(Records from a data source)
☆ ☆ ☆ ☆

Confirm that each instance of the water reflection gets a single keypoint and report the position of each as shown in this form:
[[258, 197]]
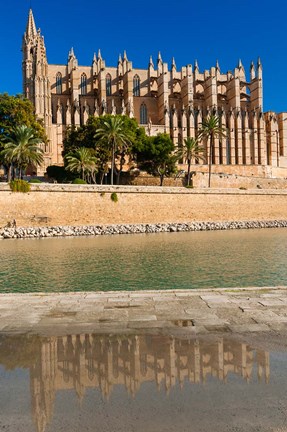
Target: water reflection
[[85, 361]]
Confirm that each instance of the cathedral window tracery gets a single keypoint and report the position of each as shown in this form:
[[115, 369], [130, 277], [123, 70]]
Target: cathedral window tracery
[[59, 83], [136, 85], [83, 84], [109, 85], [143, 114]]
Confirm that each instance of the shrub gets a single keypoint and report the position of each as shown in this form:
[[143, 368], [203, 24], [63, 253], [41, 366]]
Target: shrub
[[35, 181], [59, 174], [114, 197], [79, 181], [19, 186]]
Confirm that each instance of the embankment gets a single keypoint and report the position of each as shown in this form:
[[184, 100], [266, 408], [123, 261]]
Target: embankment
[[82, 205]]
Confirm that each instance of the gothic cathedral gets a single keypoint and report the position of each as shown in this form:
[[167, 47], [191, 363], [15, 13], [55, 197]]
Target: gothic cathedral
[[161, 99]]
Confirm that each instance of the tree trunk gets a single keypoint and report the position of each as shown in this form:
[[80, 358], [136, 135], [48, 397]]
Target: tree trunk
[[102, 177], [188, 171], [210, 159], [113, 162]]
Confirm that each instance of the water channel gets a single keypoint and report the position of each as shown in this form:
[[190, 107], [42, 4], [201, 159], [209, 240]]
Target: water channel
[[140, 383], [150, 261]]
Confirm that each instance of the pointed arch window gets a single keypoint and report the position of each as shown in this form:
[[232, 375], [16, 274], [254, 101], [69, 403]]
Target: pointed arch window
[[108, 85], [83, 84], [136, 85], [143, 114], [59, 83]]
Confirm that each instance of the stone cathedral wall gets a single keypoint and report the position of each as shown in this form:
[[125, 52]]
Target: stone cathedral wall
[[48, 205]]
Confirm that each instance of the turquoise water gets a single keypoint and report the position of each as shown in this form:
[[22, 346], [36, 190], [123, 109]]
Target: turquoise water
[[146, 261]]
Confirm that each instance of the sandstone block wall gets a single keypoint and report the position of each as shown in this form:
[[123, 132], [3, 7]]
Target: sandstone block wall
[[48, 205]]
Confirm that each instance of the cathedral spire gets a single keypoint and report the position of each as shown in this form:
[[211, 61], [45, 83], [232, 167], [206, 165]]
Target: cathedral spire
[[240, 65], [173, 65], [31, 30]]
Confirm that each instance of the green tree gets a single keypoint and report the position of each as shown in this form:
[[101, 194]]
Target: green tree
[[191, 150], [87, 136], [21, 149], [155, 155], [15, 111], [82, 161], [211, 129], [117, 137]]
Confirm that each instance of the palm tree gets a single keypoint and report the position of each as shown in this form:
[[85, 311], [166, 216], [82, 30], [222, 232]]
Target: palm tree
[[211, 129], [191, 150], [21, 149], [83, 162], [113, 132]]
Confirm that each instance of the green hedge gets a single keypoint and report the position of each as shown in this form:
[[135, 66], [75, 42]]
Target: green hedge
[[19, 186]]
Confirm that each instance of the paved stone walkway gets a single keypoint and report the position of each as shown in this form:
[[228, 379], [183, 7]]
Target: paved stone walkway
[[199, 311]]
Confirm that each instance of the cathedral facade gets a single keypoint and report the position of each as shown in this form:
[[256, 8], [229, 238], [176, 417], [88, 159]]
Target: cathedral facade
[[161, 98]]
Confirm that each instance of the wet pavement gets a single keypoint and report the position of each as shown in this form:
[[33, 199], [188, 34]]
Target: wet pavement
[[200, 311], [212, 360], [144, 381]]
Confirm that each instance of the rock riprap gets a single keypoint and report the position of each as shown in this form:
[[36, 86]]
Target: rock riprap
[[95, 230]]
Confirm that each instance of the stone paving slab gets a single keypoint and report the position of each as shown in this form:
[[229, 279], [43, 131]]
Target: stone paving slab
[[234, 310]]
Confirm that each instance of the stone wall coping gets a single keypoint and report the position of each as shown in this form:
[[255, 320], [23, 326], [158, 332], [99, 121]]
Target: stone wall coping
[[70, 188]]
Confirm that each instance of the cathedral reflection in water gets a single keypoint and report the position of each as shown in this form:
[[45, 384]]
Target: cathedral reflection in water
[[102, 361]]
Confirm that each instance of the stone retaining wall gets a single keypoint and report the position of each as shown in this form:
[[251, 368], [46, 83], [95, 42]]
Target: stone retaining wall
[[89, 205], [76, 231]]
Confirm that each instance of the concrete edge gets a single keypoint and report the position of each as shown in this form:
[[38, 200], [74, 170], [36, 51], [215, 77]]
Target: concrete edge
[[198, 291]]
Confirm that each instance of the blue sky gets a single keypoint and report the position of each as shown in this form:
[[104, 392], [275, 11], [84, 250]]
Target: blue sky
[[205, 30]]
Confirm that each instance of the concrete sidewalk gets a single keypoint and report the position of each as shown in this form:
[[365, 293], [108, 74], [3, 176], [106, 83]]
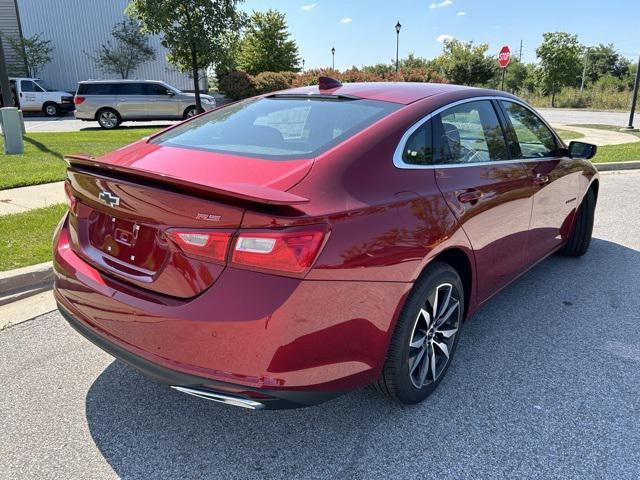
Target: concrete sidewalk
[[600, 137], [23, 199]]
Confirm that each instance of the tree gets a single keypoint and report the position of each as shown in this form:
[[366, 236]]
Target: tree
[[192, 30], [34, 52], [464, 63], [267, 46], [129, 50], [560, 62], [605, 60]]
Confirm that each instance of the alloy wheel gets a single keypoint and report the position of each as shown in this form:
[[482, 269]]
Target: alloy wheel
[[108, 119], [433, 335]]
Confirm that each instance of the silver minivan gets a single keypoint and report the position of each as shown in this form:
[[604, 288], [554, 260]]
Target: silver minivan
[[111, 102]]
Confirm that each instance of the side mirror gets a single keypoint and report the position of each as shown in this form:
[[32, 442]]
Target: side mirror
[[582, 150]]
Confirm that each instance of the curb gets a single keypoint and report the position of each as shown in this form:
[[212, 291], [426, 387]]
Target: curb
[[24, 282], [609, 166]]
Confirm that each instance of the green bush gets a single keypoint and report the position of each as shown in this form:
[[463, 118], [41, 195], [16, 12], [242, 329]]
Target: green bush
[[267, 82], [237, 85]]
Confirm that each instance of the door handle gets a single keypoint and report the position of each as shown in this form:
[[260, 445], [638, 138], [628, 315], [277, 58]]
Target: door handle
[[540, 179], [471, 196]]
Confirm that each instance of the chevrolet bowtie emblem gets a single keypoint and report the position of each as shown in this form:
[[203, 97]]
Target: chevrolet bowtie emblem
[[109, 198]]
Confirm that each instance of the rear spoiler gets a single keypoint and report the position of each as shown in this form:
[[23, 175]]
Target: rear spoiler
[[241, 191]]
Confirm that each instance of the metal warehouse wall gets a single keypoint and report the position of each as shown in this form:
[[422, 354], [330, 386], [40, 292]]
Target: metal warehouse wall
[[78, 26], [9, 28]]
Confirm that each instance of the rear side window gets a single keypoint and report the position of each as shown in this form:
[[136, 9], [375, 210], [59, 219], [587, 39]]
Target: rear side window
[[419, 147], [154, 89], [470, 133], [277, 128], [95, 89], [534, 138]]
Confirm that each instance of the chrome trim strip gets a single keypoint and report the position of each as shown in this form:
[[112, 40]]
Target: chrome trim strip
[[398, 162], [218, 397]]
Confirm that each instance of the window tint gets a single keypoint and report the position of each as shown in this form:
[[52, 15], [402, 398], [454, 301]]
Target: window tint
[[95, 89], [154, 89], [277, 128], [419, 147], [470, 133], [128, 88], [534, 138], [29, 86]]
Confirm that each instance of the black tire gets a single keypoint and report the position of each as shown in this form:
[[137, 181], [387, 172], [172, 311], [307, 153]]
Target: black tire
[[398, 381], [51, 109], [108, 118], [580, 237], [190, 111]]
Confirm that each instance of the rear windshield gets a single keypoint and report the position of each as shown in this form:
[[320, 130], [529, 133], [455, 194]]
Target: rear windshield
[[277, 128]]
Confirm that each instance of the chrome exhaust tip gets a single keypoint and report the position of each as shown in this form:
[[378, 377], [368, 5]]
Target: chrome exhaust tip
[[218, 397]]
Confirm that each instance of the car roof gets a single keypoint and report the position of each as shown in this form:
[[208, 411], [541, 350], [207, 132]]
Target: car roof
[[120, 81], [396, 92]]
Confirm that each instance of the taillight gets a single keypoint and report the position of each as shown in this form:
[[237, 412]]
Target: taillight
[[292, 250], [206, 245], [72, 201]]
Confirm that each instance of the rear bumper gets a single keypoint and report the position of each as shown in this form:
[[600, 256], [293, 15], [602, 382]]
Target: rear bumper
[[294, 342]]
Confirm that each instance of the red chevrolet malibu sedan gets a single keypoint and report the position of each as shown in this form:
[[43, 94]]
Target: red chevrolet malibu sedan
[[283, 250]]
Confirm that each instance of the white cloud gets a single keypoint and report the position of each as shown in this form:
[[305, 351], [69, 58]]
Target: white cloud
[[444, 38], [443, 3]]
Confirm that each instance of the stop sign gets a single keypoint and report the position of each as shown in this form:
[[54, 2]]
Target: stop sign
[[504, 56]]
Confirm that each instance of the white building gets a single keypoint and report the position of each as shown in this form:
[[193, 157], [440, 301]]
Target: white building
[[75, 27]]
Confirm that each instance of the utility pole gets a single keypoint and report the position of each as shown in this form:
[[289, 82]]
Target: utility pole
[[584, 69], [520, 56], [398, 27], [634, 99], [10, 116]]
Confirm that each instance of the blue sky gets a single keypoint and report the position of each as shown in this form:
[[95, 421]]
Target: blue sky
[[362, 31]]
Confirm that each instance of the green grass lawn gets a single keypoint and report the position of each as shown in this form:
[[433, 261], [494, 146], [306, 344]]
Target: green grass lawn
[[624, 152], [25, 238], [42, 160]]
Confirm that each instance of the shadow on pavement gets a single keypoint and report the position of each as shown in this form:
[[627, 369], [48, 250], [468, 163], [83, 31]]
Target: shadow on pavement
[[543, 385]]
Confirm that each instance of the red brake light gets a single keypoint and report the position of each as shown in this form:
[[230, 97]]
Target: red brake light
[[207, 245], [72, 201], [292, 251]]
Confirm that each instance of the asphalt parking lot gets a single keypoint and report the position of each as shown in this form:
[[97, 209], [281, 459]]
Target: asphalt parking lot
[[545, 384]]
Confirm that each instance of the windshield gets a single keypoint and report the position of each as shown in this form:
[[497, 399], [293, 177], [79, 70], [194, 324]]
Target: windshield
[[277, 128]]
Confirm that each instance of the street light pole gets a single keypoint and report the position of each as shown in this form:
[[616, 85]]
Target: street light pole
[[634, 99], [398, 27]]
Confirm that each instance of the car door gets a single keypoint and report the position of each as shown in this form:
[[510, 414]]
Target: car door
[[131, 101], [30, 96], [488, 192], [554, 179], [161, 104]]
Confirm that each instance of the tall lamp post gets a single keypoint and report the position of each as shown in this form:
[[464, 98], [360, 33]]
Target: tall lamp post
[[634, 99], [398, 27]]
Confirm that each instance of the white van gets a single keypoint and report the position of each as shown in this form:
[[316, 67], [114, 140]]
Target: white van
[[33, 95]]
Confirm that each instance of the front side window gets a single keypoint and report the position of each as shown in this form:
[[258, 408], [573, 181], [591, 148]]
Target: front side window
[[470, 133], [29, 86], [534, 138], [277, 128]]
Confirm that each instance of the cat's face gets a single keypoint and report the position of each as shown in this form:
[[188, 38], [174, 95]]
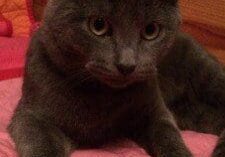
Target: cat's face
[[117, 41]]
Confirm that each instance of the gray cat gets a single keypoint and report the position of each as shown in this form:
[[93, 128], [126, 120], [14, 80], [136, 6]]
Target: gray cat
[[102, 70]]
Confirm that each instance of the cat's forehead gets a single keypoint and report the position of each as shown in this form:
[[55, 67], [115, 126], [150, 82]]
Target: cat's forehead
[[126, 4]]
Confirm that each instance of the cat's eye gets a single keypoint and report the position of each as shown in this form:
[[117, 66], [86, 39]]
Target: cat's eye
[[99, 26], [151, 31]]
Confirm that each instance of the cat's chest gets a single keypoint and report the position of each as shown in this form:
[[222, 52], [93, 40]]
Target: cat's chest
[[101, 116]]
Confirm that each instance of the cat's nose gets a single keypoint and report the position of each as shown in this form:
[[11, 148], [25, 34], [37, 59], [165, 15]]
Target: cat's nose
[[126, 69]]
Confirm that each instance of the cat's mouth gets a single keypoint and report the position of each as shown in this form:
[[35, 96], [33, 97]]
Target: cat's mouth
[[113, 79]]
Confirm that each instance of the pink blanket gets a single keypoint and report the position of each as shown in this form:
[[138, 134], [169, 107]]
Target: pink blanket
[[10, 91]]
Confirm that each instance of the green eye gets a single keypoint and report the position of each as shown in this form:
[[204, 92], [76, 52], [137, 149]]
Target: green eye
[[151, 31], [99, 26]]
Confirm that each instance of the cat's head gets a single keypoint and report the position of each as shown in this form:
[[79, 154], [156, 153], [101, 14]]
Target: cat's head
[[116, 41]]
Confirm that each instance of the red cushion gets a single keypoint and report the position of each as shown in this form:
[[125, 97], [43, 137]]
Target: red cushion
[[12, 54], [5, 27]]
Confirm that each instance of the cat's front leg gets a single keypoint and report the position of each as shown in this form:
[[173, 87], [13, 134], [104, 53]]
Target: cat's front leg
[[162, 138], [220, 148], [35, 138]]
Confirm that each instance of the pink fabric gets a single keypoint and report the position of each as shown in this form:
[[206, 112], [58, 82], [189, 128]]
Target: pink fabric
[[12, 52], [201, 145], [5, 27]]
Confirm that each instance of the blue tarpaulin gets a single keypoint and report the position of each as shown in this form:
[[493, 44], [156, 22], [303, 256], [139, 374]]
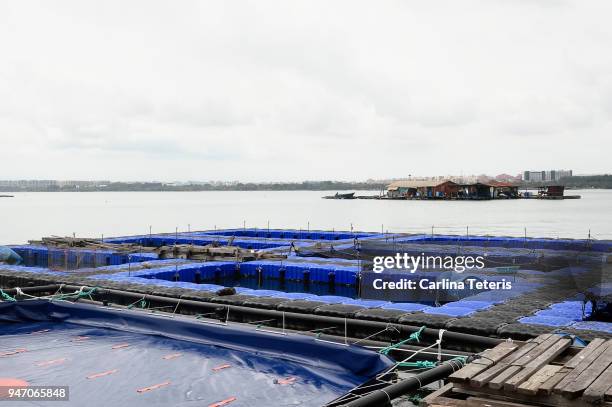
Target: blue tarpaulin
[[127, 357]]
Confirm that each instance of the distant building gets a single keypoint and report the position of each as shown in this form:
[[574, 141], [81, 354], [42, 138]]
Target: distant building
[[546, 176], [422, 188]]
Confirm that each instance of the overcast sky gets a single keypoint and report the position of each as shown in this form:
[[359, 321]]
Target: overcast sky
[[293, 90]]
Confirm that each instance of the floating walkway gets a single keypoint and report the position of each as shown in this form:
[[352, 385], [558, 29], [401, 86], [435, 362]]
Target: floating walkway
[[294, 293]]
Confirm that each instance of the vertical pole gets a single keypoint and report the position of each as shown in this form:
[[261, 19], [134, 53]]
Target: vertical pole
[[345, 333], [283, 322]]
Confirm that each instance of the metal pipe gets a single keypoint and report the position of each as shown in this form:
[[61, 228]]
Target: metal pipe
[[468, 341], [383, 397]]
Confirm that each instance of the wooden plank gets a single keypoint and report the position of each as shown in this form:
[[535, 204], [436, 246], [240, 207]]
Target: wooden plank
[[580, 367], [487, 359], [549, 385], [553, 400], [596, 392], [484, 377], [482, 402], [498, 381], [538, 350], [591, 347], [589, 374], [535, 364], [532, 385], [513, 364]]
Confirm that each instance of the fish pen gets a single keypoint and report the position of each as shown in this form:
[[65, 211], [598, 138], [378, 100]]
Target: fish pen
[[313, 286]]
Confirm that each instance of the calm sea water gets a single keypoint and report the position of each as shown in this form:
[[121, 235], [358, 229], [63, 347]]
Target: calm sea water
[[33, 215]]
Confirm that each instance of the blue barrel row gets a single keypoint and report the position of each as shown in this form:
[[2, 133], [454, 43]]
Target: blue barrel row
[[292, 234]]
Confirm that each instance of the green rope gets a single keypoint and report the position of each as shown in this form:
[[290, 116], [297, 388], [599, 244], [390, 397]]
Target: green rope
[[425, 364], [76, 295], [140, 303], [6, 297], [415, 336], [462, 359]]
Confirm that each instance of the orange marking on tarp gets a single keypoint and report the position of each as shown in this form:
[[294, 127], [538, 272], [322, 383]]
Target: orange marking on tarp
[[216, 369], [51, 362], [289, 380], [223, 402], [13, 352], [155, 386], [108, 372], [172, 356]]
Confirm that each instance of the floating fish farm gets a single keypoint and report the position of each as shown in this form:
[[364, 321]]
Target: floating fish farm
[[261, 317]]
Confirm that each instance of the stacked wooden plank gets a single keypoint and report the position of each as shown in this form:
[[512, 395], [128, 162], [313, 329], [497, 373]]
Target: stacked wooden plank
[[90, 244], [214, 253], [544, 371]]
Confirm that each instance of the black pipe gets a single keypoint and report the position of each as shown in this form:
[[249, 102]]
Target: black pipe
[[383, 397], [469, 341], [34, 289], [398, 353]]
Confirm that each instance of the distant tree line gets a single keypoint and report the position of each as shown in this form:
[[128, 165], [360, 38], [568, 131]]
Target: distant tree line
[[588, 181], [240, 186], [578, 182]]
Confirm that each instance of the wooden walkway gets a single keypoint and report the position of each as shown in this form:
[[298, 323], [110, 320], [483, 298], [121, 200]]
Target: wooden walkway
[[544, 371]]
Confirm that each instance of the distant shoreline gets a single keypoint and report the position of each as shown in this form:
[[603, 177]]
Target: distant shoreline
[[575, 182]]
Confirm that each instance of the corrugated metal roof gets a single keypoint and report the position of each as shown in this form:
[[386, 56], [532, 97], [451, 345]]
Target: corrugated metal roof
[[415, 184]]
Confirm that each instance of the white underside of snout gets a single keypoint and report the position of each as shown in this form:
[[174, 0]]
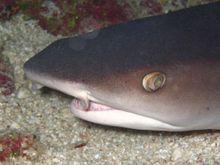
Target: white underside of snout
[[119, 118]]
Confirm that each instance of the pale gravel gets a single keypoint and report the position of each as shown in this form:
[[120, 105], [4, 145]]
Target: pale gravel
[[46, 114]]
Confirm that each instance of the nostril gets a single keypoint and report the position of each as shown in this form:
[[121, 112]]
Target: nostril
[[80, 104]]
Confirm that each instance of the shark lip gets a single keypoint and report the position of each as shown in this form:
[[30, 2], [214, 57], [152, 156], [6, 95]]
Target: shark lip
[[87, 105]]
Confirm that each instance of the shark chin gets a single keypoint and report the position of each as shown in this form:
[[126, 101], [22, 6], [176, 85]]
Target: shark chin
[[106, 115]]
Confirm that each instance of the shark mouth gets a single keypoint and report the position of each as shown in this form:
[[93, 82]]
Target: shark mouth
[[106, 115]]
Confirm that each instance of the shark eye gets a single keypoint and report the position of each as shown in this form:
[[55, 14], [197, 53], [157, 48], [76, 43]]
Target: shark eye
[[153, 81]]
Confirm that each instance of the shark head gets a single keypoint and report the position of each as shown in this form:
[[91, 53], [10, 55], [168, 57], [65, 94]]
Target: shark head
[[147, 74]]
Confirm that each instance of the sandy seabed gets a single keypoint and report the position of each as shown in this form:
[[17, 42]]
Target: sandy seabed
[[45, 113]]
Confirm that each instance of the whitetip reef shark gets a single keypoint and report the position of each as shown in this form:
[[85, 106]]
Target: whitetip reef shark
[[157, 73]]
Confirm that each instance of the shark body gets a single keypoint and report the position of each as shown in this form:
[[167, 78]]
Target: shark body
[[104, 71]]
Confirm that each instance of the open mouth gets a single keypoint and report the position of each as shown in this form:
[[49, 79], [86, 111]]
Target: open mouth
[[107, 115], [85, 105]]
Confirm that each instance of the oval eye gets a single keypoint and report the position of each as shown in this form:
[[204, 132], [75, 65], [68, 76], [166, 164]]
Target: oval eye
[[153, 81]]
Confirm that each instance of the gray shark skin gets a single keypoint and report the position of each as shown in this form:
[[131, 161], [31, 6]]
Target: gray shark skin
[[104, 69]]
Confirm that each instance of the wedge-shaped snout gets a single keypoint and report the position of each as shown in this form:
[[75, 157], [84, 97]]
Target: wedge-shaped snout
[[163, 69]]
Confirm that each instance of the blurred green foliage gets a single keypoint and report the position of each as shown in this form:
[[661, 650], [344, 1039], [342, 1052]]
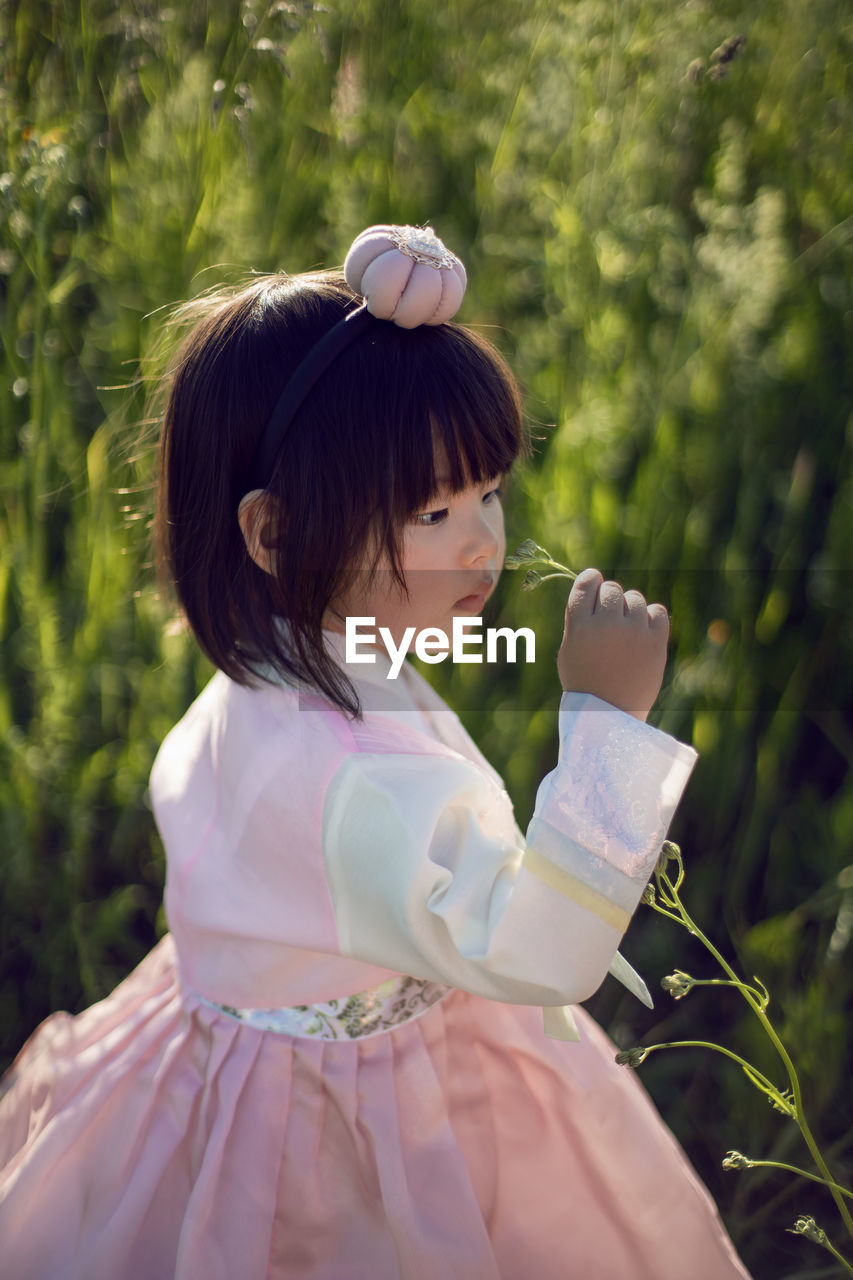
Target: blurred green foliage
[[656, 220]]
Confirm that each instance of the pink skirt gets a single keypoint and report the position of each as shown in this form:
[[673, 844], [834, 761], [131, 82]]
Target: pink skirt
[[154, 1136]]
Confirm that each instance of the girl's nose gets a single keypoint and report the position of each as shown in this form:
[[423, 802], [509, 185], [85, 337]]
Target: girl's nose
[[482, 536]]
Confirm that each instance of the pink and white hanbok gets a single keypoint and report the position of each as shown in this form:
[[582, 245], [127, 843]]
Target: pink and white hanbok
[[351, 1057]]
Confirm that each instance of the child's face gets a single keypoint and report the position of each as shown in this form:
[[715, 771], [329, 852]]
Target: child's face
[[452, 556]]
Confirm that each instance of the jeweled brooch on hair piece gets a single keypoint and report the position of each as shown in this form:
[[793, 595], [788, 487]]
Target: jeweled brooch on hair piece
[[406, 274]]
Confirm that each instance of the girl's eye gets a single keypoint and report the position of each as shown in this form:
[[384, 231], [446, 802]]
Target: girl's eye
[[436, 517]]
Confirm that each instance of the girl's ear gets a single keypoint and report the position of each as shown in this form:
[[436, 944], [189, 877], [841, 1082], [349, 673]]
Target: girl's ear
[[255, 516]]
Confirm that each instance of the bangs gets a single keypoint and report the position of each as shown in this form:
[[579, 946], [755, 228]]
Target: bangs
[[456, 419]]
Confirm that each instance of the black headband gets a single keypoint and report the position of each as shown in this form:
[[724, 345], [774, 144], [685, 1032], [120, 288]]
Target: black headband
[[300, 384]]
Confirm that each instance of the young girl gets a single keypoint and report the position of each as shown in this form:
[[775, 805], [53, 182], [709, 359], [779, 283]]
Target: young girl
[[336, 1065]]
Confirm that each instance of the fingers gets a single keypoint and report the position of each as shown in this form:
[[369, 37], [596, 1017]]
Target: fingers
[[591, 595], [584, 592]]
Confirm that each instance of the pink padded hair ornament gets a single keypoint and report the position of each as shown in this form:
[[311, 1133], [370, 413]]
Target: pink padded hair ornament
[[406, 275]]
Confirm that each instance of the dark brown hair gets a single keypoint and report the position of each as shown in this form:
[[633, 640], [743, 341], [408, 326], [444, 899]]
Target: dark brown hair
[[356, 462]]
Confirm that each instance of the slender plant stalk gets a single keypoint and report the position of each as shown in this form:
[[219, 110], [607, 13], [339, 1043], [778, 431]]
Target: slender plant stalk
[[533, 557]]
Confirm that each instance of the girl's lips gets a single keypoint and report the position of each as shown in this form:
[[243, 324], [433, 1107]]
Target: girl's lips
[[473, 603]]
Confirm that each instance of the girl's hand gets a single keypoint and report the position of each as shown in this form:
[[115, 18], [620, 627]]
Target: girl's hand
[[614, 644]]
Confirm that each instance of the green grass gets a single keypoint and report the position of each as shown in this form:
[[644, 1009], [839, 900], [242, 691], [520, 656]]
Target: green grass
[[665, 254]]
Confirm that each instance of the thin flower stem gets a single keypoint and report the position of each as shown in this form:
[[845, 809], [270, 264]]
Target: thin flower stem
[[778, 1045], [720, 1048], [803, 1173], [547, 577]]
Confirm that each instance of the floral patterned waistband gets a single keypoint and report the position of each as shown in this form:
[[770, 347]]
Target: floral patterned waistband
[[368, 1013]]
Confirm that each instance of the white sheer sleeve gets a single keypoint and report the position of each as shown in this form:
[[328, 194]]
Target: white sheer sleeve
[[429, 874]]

☆ ☆ ☆ ☆

YOUR INSTRUCTIONS:
Give again exactly, and only, the lines above starting at the one with "Target: cathedral spire" and ending at the one with "[[229, 279], [43, 131]]".

SOLVED EXERCISE:
Target: cathedral spire
[[240, 65], [173, 65], [31, 30]]
Confirm that each instance of the green tree gets a single keypoint and report the position of each as shown in this form:
[[101, 194]]
Target: green tree
[[191, 150], [87, 136], [21, 149], [155, 155], [15, 111], [82, 161], [211, 129], [117, 137]]
Confirm that each instance of the palm tree gets a single keypoint and report the position of each as shown in this form:
[[85, 311], [166, 216], [82, 30], [222, 232]]
Target: palm tree
[[211, 129], [191, 150], [21, 149], [83, 162], [113, 132]]
Confirm that each instance of the green hedge gets a single keypoint and report the position of each as shown in this form:
[[135, 66], [75, 42]]
Target: green hedge
[[19, 186]]
Confirm that each instance of the paved stone walkway gets a single keypoint and report the position of each as shown in this form:
[[228, 379], [183, 7]]
Target: paved stone walkway
[[199, 311]]
Confirm that each instance of the cathedral facade gets a single keypoint and report the position of each as shown in this form:
[[256, 8], [229, 238], [176, 417], [88, 159]]
Target: cathedral facade
[[161, 98]]
Confirm that each instance of the wet pavement gets a single keypoint and report the position of each as shown in this form:
[[33, 199], [188, 34]]
Target: wet pavement
[[200, 311], [212, 360], [144, 381]]
Confirm that each instance of the rock riprap gets a single keypoint and report the position of each as shown in this form:
[[36, 86]]
Target: rock riprap
[[95, 230]]
Confirm that each instance of the stone paving slab gets a single keypoint and report the position of each as shown in this form:
[[229, 279], [43, 131]]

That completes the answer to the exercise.